• _Page excerpt_
☆ ☆ ☆ ☆ ☆ ☆ ☆
We used the library Gensim, a popular open-source Python library for natural language processing (NLP). It’s primary focus is on unsupervised topic modeling and semantic vector representation of documents. Gensim processes raw, unstructured text data using unsupervised machine learning algorithms. It represents words/documents as semantic vectors, capturing the underlying meaning and relationships between them.

KeyedVectors is a model in Gensim that stores and manages word vectors or word embeddings. It’s essentially a mapping between entities (usually words) and their corresponding vector representations in a high-dimensional space.

1080 possible connections…

Unlike Semantle, connections is written by a human. Wyna Liu sits down and thinks with her mushy human brain to come up with the categories. This means that while Proximity and Semantle can be solved by using the same calculations and dataset that they use internally, solving connections relys on the word2vec dataset as an NLP tool, not just a lookup table.

The New York Times Connections game board has 16 words that we’re supposed to group into four categories. There are 16c4 possible ways to do this: a 1 in 1080 chance to get it right with pure luck (0.0926% chance!).

There are a few types of categories (non-exhaustive list):

items in a set based on literal meaning (i.e. office furniture)
examples of things (i.e. ways to preserve food)
items in a set, not based on meaning (i.e. football teams)
word-play (i.e. palindromes, ends in a number)
___ word or “words that come after ___” The less concrete categories tend to be the harder ones for us to guess (blues, purples) We predicted that these would be not be as similar semantically / not as close in the word2vec model and thus would be harder for our algorithm to guess.

How does the program work?

Embeddings Capture

We wrote a simple python script to print all the embeddings in the google news model we downloaded into a simple text file. This file ended up being well over 13 GB. An AWK script processes the fairly dirty output export into single line entries with space delimitation, which is much easier to handle in C.
☆ ☆ ☆ ☆ ☆ ☆ ☆
• _Instructions to follow_
Can you write out the stretch of the Connections solver write-up from "items in a set, not" through "the program work?" again, substituting "basketball teams" for "football teams"?
☆ ☆ ☆ ☆ ☆ ☆ ☆
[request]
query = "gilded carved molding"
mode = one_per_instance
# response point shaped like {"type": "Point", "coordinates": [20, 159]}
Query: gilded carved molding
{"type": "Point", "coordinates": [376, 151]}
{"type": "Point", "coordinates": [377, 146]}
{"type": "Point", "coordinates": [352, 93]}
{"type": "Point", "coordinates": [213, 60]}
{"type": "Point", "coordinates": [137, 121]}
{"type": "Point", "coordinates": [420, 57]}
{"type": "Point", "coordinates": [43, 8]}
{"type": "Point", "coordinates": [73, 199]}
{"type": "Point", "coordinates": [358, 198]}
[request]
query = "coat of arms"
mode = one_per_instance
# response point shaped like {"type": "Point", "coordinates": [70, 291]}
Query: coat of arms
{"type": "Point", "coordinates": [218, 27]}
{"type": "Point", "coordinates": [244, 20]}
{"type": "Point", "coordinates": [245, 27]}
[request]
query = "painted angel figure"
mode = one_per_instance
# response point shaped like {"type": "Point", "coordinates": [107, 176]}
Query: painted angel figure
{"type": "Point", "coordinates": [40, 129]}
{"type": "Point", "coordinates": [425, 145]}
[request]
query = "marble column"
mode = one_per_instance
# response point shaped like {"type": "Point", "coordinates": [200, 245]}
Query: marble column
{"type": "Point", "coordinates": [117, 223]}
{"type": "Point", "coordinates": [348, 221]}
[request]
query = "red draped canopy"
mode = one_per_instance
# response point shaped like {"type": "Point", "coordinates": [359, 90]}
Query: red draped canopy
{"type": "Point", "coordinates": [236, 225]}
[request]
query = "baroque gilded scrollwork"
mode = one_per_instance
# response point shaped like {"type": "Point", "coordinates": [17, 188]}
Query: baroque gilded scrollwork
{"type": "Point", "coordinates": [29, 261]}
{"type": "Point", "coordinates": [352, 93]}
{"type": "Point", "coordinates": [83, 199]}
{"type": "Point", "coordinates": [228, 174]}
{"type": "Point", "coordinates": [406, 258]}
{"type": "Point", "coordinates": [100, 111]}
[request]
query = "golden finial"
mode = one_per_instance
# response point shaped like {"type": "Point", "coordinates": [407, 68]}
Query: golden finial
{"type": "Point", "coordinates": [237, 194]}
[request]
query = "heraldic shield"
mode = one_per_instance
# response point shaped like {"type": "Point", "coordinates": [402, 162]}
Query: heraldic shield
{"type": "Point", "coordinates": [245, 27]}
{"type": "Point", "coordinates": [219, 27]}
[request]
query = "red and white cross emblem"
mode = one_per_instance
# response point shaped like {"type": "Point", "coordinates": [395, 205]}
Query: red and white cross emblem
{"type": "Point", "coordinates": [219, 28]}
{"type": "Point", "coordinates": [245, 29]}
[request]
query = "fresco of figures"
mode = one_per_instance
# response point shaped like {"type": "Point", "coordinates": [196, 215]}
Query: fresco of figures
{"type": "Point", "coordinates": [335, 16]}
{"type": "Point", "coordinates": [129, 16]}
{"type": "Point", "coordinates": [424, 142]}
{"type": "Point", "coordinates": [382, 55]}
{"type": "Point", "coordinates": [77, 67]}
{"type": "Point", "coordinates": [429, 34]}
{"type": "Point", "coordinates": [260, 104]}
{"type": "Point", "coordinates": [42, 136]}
☆ ☆ ☆ ☆ ☆ ☆ ☆
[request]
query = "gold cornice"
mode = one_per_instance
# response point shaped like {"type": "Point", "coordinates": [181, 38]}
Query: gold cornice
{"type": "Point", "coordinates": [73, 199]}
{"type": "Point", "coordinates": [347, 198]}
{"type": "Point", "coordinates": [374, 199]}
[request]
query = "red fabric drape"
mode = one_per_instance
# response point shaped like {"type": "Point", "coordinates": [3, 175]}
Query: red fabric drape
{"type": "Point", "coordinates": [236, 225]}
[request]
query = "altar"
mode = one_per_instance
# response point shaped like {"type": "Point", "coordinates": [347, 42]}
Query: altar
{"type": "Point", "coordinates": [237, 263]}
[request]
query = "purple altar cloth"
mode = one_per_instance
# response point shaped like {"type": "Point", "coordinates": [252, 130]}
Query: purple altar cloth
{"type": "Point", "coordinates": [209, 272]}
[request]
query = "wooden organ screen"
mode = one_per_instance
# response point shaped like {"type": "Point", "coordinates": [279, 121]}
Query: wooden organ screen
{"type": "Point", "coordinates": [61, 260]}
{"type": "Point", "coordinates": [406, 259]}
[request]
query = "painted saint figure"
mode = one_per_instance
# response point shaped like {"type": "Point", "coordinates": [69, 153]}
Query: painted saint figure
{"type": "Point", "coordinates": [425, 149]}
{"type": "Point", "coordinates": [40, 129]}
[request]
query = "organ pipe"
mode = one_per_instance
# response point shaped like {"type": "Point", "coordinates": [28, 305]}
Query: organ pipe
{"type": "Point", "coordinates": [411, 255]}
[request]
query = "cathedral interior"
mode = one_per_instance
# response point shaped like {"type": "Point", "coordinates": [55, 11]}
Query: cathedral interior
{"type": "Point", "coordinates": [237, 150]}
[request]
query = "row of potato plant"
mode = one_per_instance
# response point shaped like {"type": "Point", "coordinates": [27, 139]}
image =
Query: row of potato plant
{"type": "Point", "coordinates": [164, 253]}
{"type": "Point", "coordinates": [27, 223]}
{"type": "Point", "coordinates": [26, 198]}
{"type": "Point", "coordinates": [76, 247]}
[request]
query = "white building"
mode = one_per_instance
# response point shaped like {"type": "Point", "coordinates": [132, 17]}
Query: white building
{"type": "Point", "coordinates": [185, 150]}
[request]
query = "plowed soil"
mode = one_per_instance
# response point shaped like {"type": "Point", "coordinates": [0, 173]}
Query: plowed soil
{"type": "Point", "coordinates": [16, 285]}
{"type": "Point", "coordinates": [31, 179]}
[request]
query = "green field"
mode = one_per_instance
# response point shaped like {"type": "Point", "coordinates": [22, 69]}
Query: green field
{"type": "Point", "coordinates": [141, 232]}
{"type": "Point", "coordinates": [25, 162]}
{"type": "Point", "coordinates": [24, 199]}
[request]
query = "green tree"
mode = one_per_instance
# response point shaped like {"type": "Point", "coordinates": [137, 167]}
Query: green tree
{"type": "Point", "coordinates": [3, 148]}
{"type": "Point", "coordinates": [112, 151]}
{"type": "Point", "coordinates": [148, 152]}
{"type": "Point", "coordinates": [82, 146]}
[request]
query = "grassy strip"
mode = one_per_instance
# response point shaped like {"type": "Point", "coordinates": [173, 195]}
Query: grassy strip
☆ ☆ ☆ ☆ ☆ ☆ ☆
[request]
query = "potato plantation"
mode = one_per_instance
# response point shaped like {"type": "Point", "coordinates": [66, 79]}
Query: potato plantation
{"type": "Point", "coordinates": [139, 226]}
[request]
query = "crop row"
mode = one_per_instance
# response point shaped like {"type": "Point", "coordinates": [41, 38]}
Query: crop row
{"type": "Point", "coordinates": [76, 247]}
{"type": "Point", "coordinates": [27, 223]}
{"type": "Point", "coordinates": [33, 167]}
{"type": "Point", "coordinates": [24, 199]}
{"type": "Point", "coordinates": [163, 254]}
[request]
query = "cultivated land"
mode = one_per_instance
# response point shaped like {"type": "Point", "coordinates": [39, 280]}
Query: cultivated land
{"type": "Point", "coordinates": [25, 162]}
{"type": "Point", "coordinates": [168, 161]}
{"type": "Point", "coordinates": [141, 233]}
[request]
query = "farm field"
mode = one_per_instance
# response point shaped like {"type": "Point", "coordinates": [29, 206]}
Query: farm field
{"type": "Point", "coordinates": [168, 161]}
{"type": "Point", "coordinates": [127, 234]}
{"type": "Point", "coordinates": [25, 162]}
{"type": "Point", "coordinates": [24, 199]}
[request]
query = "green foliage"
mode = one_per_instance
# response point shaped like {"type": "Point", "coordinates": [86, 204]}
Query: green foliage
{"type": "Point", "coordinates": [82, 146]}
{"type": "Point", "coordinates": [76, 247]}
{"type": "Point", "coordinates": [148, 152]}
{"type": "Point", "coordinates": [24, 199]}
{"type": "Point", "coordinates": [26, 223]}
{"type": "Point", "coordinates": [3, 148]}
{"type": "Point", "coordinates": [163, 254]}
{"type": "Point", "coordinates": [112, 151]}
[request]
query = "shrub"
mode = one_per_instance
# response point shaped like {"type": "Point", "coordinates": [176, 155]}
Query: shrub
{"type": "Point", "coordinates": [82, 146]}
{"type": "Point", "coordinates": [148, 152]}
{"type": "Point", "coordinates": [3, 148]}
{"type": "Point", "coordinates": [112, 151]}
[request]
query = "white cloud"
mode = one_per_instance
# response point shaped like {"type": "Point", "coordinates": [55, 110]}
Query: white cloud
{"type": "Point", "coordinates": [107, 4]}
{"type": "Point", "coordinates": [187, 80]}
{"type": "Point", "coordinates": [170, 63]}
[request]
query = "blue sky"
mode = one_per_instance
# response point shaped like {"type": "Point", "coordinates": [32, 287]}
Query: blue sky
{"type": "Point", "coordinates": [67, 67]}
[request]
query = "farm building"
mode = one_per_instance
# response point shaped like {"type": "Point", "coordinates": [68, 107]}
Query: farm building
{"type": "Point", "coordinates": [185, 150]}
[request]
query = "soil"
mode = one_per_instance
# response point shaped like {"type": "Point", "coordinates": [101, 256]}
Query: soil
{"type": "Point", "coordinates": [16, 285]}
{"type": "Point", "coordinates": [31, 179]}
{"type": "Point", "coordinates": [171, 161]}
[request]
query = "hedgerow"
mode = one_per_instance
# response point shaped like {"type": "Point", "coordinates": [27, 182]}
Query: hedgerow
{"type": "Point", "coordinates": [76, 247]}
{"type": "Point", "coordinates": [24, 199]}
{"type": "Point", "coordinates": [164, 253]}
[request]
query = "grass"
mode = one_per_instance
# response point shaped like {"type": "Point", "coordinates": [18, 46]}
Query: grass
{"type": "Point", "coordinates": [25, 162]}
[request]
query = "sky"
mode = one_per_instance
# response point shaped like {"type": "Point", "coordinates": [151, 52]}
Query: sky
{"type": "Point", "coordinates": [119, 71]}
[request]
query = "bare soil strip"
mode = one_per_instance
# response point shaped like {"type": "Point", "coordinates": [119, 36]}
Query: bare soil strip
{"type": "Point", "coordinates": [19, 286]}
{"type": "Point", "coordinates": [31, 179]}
☆ ☆ ☆ ☆ ☆ ☆ ☆
• _Solution to this task_
items in a set, not based on meaning (i.e. basketball teams)
word-play (i.e. palindromes, ends in a number)
___ word or “words that come after ___” The less concrete categories tend to be the harder ones for us to guess (blues, purples) We predicted that these would be not be as similar semantically / not as close in the word2vec model and thus would be harder for our algorithm to guess.

How does the program work?